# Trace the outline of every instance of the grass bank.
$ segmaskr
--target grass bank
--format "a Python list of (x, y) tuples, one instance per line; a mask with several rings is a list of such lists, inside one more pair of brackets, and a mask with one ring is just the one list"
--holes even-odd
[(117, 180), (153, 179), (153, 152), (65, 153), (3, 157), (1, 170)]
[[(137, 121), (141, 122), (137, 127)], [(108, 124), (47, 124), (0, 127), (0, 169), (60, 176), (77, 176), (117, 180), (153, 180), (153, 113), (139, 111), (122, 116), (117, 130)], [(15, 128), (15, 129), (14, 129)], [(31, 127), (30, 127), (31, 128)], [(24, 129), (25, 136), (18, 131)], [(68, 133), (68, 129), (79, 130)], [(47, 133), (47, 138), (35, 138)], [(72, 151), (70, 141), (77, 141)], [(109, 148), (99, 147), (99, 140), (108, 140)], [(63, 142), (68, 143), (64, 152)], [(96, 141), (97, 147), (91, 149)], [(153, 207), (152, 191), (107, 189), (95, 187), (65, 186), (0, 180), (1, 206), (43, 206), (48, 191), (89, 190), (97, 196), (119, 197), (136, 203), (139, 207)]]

■ ■ ■ ■ ■ ■ ■

__About this exercise__:
The expected output is each line of the records above that includes the word "grass".

__Response box__:
# Trace the outline of every instance of the grass bank.
--target grass bank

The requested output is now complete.